• _Problem to solve_:
Once the pictures are set aside, retype the remaining entries exactly.

-*-

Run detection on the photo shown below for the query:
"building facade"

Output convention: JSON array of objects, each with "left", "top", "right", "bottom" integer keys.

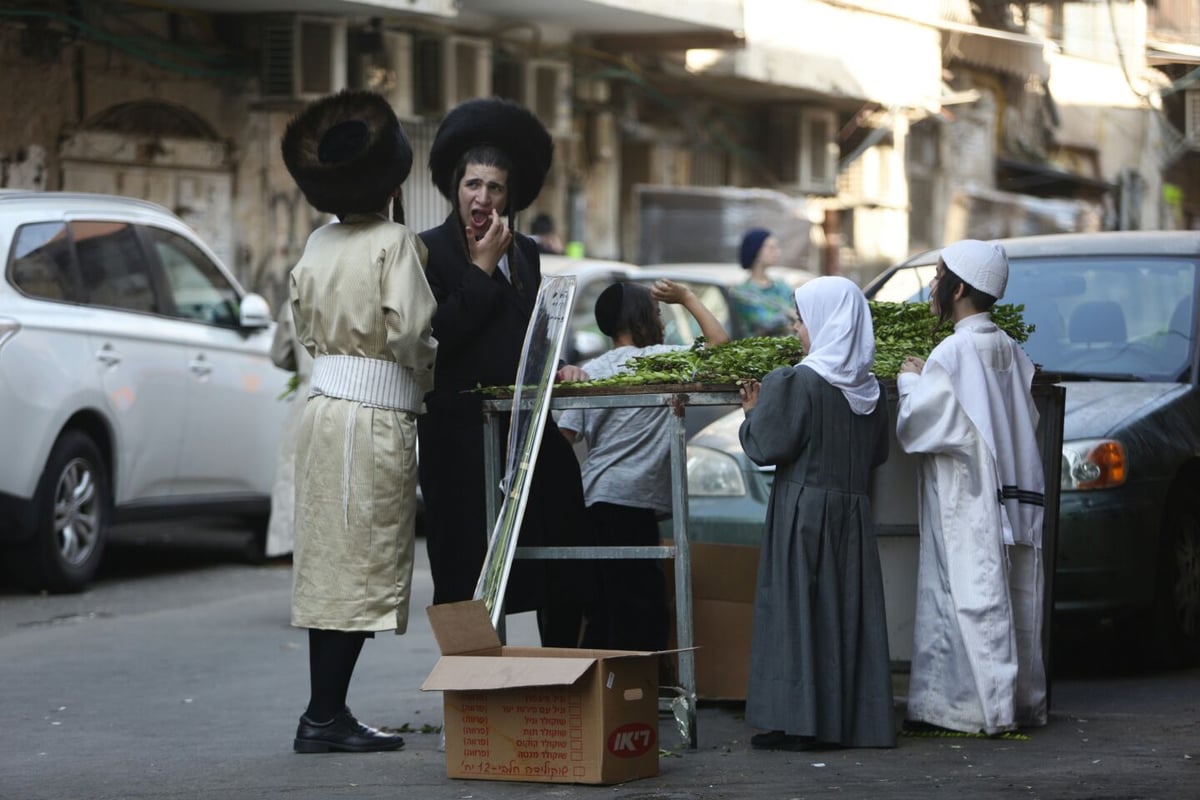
[{"left": 0, "top": 0, "right": 1195, "bottom": 305}]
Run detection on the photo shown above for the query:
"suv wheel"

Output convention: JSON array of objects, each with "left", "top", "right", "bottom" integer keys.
[{"left": 13, "top": 430, "right": 110, "bottom": 593}]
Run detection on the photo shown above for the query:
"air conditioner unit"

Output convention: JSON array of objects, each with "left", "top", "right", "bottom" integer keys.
[
  {"left": 766, "top": 107, "right": 838, "bottom": 195},
  {"left": 413, "top": 34, "right": 492, "bottom": 116},
  {"left": 1186, "top": 89, "right": 1200, "bottom": 150},
  {"left": 526, "top": 60, "right": 571, "bottom": 137},
  {"left": 351, "top": 30, "right": 414, "bottom": 119},
  {"left": 261, "top": 15, "right": 347, "bottom": 101},
  {"left": 445, "top": 35, "right": 492, "bottom": 109}
]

-*-

• _Problem solution_:
Run detection on the photo shown below for the query:
"building facade"

Output convention: JSON array of objects, each with "left", "top", "right", "bottom" integer keys.

[{"left": 0, "top": 0, "right": 1195, "bottom": 305}]
Run detection on the photo shown above for the query:
"suv wheel"

Output convention: JSON array of objects, each with "left", "top", "right", "bottom" integer keys.
[{"left": 13, "top": 430, "right": 110, "bottom": 593}]
Run detection on the photo shown above for the query:
"air conditioner unit"

Output convention: JSON array of objects, each with "left", "top", "right", "bottom" integer keys.
[
  {"left": 766, "top": 107, "right": 838, "bottom": 195},
  {"left": 413, "top": 34, "right": 492, "bottom": 116},
  {"left": 1186, "top": 89, "right": 1200, "bottom": 150},
  {"left": 526, "top": 60, "right": 571, "bottom": 137},
  {"left": 351, "top": 30, "right": 414, "bottom": 119},
  {"left": 261, "top": 15, "right": 347, "bottom": 101},
  {"left": 445, "top": 35, "right": 492, "bottom": 109}
]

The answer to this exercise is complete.